**Dokument**
Betr.: "Niemand", op.25, Nr.22. Anmerkungen zur Faktur der Komposition und zu ihrer liedmusikalischen Aussage
(Einführung und Aufnahme zu diesem Lied am Ende der vorangehenden Seite)
Im zweitaktigen Vorspiel lässt das Klavier, und dies forte, mit zwei- und dreistimmigen Akkorden im Diskant das melodische Grundmotiv erklingen, das von der Singstimme auf den ersten beiden Versen vorgetragen wird. Im Bass folgen Oktaven zunächst dieser Bewegung, im zweiten Takt beschreiben sie jedoch eine gegenläufige Bogenbewegung und verengen sich am Ende im Intervall erst zu einer Septe und dann zu einer Terz. Schon hier verrät die Liedmusik den großen Klavierkomponisten Schumann, und im Nachspiel geschieht dies auf wesentlich komplexerer Weise noch einmal. Das melodische Grundmotiv entfaltet in seiner strukturellen Einfachheit – und vielleicht ja gerade durch sie – große Eindrücklichkeit, und da die ganze Melodik ja im Grunde aus Variationen desselben besteht, vermag sie ihre Hörer regelrecht in Bann zu schlagen.

**Datenzeilen**
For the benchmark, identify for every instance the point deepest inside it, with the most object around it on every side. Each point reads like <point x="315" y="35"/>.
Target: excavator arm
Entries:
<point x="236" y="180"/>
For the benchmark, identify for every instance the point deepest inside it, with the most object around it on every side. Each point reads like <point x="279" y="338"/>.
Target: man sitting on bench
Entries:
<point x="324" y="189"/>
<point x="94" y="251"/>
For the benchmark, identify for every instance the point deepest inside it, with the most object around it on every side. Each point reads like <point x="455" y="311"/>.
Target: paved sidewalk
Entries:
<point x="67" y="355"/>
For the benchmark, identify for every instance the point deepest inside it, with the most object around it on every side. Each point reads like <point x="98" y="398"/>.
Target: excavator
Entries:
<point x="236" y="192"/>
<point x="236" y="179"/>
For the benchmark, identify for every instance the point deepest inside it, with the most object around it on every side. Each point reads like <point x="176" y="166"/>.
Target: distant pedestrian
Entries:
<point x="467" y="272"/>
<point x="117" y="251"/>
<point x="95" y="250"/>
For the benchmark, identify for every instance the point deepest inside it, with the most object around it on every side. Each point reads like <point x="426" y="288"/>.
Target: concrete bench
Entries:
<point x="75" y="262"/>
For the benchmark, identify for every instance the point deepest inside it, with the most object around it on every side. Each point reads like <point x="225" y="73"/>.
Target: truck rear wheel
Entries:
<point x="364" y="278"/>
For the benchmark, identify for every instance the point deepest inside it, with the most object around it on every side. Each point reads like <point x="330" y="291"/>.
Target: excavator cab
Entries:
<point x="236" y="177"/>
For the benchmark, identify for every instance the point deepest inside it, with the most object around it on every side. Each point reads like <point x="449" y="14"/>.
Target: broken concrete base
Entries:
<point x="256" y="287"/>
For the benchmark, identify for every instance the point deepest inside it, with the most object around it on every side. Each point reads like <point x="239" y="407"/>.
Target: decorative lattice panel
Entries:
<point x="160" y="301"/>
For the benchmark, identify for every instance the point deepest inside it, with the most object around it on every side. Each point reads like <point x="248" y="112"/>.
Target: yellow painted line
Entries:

**Arbeitsanweisung**
Ändere im Dokument die Passage von „Im zweitaktigen Vorspiel“ bis „Bann zu schlagen.“, indem du „forte“ durch „piano“ ersetzt, und gib sie so wieder.

**Ergebnis**
Im zweitaktigen Vorspiel lässt das Klavier, und dies piano, mit zwei- und dreistimmigen Akkorden im Diskant das melodische Grundmotiv erklingen, das von der Singstimme auf den ersten beiden Versen vorgetragen wird. Im Bass folgen Oktaven zunächst dieser Bewegung, im zweiten Takt beschreiben sie jedoch eine gegenläufige Bogenbewegung und verengen sich am Ende im Intervall erst zu einer Septe und dann zu einer Terz. Schon hier verrät die Liedmusik den großen Klavierkomponisten Schumann, und im Nachspiel geschieht dies auf wesentlich komplexerer Weise noch einmal. Das melodische Grundmotiv entfaltet in seiner strukturellen Einfachheit – und vielleicht ja gerade durch sie – große Eindrücklichkeit, und da die ganze Melodik ja im Grunde aus Variationen desselben besteht, vermag sie ihre Hörer regelrecht in Bann zu schlagen.